Nick Hansen: Yeah, but that's secured, right.

Peter McCormack: But how much you're securing it affects the rate you pay.

Nick Hansen: Right.  So, these loans were 20% to 50% generally I would say; the median would probably be around 30% LTV, meaning you're holding about 30% of the value.  So, in the case of some of these loans, for example, I wrote down here that BlockFi lent Core Sci $52 million; that probably represents around $150 million-worth of total mining equipment that was purchased unfortunately around the peak.

Peter McCormack: $10,000 a machine-ish?

Nick Hansen: $10,000 a machine, so that probably represents somewhere around 15,000 machines; the numbers are actually nice and round if you kind of work into it that way, works out to about 15,000 machines, and unfortunately those 15,000 machines are depressed maybe, probably about 80%, since the loan was issued.  So during that time, I don't know if Core Sci, if they were doing covenants or making good on their covenants to BlockFi; most likely they were, meaning they sold Bitcoin, or sold something to pay down a portion of the loan early, but that's what's putting pressure on these miners.  That's just a very specific example of what's happening more ubiquitously across the entire public mining market.

Peter McCormack: Just on that point, when you take out a loan with a BlockFi, Ledn, any of these companies, you over-collateralise and then you hit a margin call price.  I wonder if their margin call prices are market prices for the machines. 

Nick Hansen: Yeah.

Peter McCormack: They do exist?

> **WHAT TO WORK ON**
(A) Answer these from the transcript on mining loans, one line each:
(i) What does Nick Hansen say the median LTV on these loans would probably be?
(ii) How much did BlockFi lend Core Sci?
(iii) About how many machines does that loan probably represent?
(B) Copy word for word the part of the transcript on mining loans that opens with the words containing "Nick Hansen: Right.  So, these" and closes with "McCormack: $10,000 a machine-ish?".

> **PROVIDED MATERIAL**
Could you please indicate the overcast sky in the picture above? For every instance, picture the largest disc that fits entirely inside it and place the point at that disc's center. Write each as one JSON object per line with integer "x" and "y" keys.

> **ANSWERS GIVEN**
(A)
(i) Around 30% LTV.
(ii) $52 million.
(iii) About 15,000 machines.

(B)
Nick Hansen: Right.  So, these loans were 20% to 50% generally I would say; the median would probably be around 30% LTV, meaning you're holding about 30% of the value.  So, in the case of some of these loans, for example, I wrote down here that BlockFi lent Core Sci $52 million; that probably represents around $150 million-worth of total mining equipment that was purchased unfortunately around the peak.

Peter McCormack: $10,000 a machine-ish?